## Задание 1
Ответьте по тексту о Лампедузе:
(а) В каком генуэзском журнале вышли три статьи Джузеппе Томази 1926–1927 годов?
(б) В какой церкви венчались Лампедуза и Александра фон Вольф?
(в) Под каким именем Лампедуза записан в книге церковных записей?

## Исходный текст
<<<<
Случайное совпадение? Шутка? Как бы не так! Лампедуза знал толк в перчатках. Не чуждался он и русской литературы. Переводчик Евгений Солонович, судя по всему, прочитавший юношеские эссе Лампедузы, отмечал:


«Три статьи, опубликованные Джузеппе Томази в 1926-1927 годах на страницах генуэзского журнала “Труды и дни”, дают представление о вкусе их автора в молодости: он высоко ставит Китса, Йейтса, Джойса, Шоу, из французов – Бодлера и Анатоля Франса, из итальянцев – Петрарку, Леопарди, Д'Аннунцио, из русских – Лермонтова, Толстого, Достоевского».


Русские вкусы – почти как у Джойса…

Что до Ахматовой, Лампедузу, по ряду признаков, познакомила с ней прошедшая через Серебряный век жена Александра (1894-1982), урожденная фон Вольф [с годами известный психолог], дочь русского сановника барона Бориса Эдуардовича фон Вольфа, в 1908-1910 годах – директора Александровского лицея, погибшего в марте 1917 года в революционном Петрограде. Юность будущей княгини прошла в Петербурге в самые подходящие годы.

Это еще не все. Чтобы жениться на Александре фон Вольф, Лампедуза пришлось принять заодно с Серебряным веком (неизвестно, всерьез ли и надолго) еще и православие! Они обвенчались 24 августа 1932 году в рижской православной церкви Благовещения; в книге церковных записей Лампедуза зафиксирован как Иосиф Юльевич (первое из многочисленных имен его отца – Джулио).
>>>>
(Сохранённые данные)
<<<<
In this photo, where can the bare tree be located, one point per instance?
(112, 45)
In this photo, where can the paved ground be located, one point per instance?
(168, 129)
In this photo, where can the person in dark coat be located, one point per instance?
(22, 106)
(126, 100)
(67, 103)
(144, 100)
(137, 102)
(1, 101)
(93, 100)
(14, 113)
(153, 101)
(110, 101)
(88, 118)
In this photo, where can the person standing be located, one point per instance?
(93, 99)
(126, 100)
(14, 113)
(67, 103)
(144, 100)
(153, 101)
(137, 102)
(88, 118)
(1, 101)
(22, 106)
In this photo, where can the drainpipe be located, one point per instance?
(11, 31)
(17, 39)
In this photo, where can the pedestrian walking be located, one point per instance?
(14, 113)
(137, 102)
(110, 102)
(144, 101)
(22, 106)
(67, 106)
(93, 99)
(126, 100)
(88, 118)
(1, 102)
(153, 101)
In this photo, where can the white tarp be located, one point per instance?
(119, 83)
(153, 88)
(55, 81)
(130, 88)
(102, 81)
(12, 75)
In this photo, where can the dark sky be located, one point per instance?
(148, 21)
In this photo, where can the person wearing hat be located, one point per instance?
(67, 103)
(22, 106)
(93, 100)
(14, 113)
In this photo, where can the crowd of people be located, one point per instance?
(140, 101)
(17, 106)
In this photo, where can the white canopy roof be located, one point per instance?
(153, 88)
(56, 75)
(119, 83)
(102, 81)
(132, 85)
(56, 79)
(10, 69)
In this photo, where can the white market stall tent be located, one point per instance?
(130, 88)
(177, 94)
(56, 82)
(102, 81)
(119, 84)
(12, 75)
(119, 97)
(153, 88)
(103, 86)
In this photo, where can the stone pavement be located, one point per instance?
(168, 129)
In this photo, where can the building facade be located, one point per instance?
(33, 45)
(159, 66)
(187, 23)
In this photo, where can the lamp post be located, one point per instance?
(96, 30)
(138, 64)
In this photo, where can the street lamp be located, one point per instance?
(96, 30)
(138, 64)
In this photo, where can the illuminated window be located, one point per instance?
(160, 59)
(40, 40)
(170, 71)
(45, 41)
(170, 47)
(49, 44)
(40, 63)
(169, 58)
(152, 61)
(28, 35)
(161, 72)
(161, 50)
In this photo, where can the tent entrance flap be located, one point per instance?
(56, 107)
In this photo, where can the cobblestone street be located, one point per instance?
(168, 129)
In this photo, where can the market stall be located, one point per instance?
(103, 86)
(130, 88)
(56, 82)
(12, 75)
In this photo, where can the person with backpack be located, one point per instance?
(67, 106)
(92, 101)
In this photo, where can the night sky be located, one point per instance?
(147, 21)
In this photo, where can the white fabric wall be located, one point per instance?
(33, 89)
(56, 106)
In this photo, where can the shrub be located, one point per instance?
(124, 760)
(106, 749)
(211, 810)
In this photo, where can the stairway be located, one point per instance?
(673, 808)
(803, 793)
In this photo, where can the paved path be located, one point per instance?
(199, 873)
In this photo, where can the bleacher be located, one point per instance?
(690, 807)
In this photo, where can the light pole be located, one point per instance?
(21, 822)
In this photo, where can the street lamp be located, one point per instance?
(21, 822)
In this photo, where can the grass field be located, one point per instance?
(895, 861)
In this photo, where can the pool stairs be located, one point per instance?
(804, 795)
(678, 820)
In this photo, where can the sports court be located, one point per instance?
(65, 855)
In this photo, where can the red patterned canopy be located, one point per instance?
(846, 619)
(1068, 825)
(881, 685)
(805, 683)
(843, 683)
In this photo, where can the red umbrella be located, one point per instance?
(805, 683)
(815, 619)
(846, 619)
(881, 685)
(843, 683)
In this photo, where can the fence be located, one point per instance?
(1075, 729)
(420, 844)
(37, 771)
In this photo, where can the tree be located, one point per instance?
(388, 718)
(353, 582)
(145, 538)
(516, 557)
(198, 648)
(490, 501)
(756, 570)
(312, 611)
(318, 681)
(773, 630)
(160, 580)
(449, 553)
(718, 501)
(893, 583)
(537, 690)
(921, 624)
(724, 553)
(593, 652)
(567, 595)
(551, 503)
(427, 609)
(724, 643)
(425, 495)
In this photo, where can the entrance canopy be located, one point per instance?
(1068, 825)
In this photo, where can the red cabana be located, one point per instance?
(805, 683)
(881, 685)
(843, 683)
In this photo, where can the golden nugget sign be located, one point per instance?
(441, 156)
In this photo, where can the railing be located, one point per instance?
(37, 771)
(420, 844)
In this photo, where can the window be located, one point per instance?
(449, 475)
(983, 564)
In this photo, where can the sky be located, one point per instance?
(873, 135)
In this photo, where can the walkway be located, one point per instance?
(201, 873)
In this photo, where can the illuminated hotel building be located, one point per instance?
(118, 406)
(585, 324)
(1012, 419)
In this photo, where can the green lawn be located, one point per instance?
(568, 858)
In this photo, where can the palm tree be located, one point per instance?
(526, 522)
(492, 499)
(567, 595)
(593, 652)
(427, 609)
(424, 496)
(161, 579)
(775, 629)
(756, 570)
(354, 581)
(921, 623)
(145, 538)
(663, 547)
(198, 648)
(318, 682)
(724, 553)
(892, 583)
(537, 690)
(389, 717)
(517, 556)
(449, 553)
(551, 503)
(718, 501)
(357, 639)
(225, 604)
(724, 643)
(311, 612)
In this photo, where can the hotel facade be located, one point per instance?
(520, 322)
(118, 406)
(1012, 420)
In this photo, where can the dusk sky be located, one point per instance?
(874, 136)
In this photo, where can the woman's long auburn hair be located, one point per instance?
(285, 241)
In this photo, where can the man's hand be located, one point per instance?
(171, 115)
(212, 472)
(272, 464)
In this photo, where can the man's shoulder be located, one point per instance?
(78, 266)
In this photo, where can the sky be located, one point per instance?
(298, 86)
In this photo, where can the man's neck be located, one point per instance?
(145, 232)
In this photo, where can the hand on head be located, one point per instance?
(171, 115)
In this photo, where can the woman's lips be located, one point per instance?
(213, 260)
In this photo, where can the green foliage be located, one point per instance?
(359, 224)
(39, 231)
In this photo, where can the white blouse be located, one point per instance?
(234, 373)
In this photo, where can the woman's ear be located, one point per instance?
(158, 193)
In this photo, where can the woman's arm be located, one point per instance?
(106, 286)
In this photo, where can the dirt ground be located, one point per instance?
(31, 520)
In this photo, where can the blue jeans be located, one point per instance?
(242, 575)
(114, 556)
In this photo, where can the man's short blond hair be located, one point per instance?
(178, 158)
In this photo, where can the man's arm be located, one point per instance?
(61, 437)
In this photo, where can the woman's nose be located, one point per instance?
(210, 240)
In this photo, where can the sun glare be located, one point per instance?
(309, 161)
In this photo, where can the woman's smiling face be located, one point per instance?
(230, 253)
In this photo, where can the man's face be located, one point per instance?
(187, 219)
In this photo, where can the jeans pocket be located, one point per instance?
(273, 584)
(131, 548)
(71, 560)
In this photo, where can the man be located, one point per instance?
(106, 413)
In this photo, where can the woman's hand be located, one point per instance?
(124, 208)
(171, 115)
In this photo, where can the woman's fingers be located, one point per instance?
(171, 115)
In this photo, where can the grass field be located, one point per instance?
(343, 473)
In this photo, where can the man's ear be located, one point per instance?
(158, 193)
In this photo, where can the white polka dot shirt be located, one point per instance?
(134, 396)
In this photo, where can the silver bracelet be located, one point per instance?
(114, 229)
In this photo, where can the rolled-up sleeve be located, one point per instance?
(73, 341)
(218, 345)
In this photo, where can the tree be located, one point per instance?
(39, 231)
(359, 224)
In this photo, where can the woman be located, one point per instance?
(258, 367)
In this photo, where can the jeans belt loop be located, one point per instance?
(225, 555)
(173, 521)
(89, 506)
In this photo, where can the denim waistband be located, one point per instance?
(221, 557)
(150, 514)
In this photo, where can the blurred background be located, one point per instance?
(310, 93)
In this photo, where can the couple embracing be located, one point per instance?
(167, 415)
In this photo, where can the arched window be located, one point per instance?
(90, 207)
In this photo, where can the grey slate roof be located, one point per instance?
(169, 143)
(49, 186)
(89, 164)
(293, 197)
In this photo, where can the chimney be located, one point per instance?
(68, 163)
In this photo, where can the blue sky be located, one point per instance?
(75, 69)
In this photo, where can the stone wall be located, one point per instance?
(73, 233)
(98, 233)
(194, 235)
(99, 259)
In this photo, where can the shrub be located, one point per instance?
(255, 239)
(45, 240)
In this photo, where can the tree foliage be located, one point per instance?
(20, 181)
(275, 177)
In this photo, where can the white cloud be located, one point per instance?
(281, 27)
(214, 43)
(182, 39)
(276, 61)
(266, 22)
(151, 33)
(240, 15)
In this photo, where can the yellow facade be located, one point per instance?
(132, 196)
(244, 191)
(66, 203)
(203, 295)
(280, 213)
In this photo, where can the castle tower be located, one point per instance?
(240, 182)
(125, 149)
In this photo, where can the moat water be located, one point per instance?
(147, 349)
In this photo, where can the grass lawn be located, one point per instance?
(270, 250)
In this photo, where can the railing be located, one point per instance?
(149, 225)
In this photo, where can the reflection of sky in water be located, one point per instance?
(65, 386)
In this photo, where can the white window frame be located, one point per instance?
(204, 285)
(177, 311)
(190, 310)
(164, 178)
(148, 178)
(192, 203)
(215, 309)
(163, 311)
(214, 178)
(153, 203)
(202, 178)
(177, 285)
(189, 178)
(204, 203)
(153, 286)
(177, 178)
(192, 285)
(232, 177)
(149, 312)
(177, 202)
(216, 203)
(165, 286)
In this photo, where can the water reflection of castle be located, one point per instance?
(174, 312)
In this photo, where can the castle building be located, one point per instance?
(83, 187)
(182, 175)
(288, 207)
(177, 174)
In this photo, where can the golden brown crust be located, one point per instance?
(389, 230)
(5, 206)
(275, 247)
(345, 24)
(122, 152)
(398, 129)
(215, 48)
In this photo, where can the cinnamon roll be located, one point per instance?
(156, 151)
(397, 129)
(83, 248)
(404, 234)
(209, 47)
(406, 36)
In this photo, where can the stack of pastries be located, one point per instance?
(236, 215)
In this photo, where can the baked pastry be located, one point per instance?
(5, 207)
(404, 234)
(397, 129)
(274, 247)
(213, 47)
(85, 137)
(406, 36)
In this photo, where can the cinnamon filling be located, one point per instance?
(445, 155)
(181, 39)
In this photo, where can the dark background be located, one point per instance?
>>>>
## Задание 2
Выпишите из записей каждую строку, где встречается слово «water».

## Полный ответ 1
(а) В журнале «Труды и дни».
(б) В рижской православной церкви Благовещения.
(в) Иосиф Юльевич.

## Полный ответ 2
In this photo, where can the moat water be located, one point per instance?
In this photo, where can the reflection of sky in water be located, one point per instance?
In this photo, where can the water reflection of castle be located, one point per instance?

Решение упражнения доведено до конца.